Texto propuesto:
_ _ _

Para hablar de salud mental es necesario
evadir las estigmatizaciones frívolas y las soluciones determinadas por la
publicidad de la ganancia inmediata. Sobre esta labor de responsabilidad y
distanciamiento frente a la opinión fácil y vulgar sobre los problemas de salud
mental, me gustaría que reconsideremos la importancia de atender —sobre todo
por el contexto de crisis por el cual atravesamos actualmente—, la depresión,
de la mano del psiquiatra y escritor Jesús Ramírez-Bermúdez. En su más reciente
libro, Depresión. La noche más oscura (Debate, 2020), el autor considera que lo
conocido como “depresión mayor” es un trastorno mental complejo,
multifactorial, carente de una entidad clínica específica y dependiente, no
sólo del aspecto biológico, genético o de química cerebral, sino también
causado por el contexto psicosocial.
Quizá en esa complejidad para localizar “en
una entidad clínica bien diferenciada” lo que sería el motivo de la depresión
mayor, radica el escepticismo común, y seudocientífico, de su existencia.

_ _ _

Datos disponibles:
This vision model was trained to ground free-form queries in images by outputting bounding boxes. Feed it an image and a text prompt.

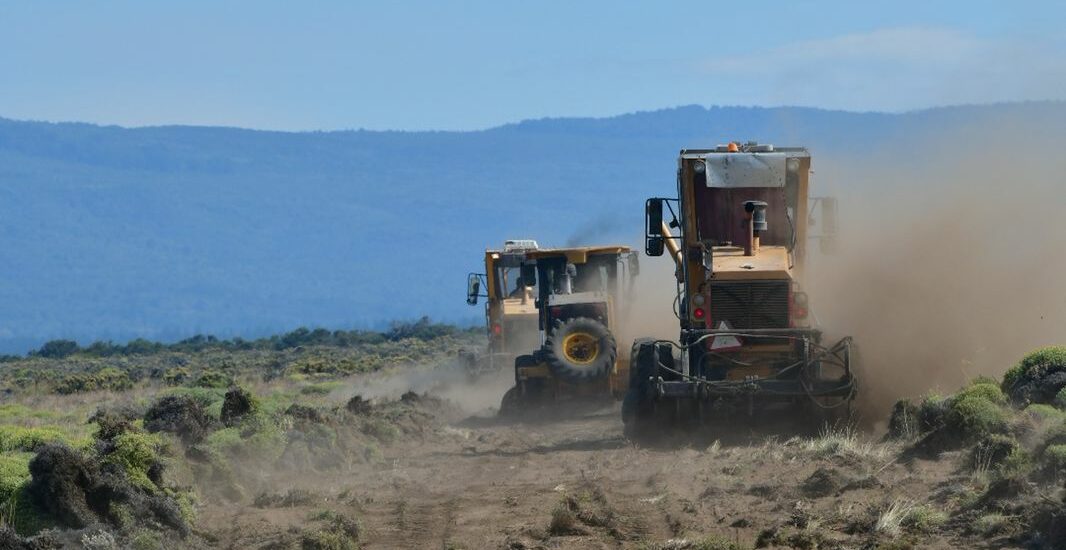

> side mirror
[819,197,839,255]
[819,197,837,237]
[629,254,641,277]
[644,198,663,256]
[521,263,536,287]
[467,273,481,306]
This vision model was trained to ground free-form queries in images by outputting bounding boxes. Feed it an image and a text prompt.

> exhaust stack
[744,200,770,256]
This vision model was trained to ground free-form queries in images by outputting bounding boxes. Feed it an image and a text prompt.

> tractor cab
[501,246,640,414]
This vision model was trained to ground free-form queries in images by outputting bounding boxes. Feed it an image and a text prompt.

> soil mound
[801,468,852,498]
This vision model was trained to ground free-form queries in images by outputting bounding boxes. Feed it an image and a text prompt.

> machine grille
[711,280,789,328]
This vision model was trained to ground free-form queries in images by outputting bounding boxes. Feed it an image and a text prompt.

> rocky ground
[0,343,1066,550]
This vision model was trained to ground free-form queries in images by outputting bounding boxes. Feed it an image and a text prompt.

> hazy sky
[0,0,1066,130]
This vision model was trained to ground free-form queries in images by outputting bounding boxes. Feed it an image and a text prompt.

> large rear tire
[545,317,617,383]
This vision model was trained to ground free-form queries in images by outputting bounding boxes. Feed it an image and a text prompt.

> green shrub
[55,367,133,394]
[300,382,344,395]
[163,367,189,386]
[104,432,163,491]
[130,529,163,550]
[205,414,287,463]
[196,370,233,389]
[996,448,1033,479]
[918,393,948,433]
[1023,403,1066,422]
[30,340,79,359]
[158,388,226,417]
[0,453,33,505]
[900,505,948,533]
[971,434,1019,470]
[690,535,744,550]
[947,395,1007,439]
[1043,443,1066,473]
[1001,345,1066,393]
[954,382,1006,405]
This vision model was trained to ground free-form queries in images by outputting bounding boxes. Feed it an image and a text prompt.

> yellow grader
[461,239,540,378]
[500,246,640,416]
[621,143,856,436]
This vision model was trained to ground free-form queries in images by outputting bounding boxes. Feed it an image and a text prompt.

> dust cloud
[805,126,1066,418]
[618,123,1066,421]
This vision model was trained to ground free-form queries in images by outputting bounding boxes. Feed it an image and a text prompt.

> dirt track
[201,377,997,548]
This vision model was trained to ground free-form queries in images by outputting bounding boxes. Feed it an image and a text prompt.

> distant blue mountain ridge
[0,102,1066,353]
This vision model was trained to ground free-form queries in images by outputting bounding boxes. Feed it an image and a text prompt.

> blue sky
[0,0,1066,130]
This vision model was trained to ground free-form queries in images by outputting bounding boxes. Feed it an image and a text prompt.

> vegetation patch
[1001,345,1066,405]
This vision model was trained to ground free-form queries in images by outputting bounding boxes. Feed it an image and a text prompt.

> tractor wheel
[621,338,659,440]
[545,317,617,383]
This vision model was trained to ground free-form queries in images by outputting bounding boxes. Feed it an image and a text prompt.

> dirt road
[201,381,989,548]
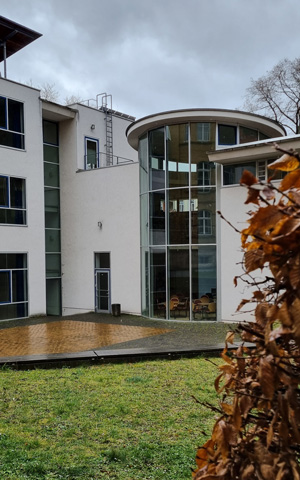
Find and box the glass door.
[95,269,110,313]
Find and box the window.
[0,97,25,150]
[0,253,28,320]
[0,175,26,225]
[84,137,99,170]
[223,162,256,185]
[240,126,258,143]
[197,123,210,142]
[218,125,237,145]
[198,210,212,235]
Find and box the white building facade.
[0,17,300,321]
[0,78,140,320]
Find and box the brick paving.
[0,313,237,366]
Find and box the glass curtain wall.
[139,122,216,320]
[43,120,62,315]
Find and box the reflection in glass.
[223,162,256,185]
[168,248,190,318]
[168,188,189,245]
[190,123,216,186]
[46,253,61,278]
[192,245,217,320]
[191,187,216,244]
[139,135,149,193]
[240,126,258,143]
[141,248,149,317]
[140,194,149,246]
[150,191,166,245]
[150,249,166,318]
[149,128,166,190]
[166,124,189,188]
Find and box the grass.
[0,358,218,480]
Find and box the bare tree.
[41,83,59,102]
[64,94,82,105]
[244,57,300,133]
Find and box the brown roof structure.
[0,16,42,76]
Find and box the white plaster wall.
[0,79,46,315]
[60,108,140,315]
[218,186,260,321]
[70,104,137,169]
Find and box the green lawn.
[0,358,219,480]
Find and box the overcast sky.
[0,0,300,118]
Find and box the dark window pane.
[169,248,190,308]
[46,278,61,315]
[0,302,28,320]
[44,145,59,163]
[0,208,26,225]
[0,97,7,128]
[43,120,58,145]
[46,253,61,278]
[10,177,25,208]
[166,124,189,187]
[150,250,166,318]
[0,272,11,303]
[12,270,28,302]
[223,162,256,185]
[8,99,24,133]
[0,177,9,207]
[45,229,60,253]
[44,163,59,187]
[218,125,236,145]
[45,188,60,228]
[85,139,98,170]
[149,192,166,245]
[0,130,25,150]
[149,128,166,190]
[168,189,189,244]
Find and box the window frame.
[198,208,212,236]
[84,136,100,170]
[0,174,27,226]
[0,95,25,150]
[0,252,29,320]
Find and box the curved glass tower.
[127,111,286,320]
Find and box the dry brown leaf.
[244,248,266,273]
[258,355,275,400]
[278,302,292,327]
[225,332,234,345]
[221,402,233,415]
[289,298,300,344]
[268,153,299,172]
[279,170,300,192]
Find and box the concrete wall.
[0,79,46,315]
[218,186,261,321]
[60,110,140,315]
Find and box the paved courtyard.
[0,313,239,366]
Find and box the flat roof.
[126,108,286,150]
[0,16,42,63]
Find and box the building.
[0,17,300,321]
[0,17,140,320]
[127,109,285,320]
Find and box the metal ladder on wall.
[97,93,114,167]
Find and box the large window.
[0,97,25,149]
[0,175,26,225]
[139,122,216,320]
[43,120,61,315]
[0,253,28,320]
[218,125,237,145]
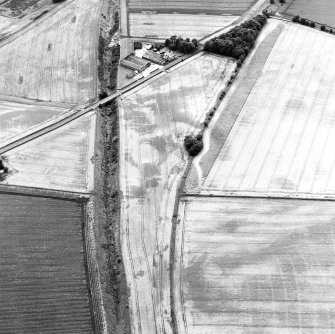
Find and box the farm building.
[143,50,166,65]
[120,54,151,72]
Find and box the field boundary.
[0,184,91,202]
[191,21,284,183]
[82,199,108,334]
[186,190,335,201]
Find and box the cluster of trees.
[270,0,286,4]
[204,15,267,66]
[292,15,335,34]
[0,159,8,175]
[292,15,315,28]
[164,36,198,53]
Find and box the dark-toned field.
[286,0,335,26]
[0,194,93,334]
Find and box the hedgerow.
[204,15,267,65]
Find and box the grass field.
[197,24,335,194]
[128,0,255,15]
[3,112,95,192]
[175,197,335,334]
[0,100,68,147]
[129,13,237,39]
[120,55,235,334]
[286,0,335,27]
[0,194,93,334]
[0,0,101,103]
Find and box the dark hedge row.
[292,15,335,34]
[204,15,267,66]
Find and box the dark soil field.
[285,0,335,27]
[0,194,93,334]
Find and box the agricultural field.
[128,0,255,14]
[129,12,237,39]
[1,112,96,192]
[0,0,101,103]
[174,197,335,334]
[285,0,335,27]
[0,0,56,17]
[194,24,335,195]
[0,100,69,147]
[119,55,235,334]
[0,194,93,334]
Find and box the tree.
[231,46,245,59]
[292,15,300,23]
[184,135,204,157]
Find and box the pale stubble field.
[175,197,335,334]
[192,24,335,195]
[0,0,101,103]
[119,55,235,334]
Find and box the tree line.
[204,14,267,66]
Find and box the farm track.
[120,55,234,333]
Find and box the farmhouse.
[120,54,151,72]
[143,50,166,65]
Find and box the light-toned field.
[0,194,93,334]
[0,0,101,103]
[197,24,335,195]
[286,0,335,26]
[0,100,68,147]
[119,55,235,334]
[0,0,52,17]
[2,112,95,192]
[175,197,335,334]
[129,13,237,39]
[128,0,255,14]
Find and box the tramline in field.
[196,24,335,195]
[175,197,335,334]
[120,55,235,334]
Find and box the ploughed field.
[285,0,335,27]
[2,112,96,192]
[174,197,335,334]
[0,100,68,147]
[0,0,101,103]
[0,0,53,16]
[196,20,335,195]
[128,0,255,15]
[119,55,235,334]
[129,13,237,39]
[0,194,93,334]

_ _ _

Completa lo siguiente:
1. Responde a estas preguntas sobre el texto de la depresión:
(a) ¿Cuál es el título del libro más reciente de Jesús Ramírez-Bermúdez?
(b) ¿Qué profesiones se le atribuyen a Jesús Ramírez-Bermúdez?
(c) ¿Con qué adjetivo, además de "común", se califica el escepticismo sobre la existencia de la depresión mayor?
2. ¿Puedes citar el texto de la depresión desde "Para hablar de" hasta "el contexto psicosocial.", ambos incluidos?
3. ¿Cómo seguirías el texto de la depresión a partir del punto en que se detiene?
Los registros provienen de una fuente distinta.

Respuestas:
1.
(a) Depresión. La noche más oscura (Debate, 2020).
(b) Psiquiatra y escritor.
(c) Seudocientífico.

2.
Para hablar de salud mental es necesario
evadir las estigmatizaciones frívolas y las soluciones determinadas por la
publicidad de la ganancia inmediata. Sobre esta labor de responsabilidad y
distanciamiento frente a la opinión fácil y vulgar sobre los problemas de salud
mental, me gustaría que reconsideremos la importancia de atender —sobre todo
por el contexto de crisis por el cual atravesamos actualmente—, la depresión,
de la mano del psiquiatra y escritor Jesús Ramírez-Bermúdez. En su más reciente
libro, Depresión. La noche más oscura (Debate, 2020), el autor considera que lo
conocido como “depresión mayor” es un trastorno mental complejo,
multifactorial, carente de una entidad clínica específica y dependiente, no
sólo del aspecto biológico, genético o de química cerebral, sino también
causado por el contexto psicosocial.

3.
Porque para su diagnóstico no hay modo de señalar un daño orgánico específico,
celular, biológico o químico en el cerebro —como sí sucede en el caso del
Alzheimer— que nos indique si alguien está deprimido.
La depresión mayor no es como cuando te
rompes un hueso, o te ataca una bacteria y los médicos pueden tratar la
enfermedad, al delimitarla al daño físico. En este sentido, la depresión mayor,
escribe Ramírez-Bermúdez, no se ha considerado estrictamente una enfermedad
concreta, sin embargo, esto la vuelve un padecimiento mucho más complejo: un
trastorno tejido por un abanico de síntomas psicológicos, físicos, genéticos y
psiquiátricos, que menguan de modo crónico la calidad de vida de los individuos
que la sufren.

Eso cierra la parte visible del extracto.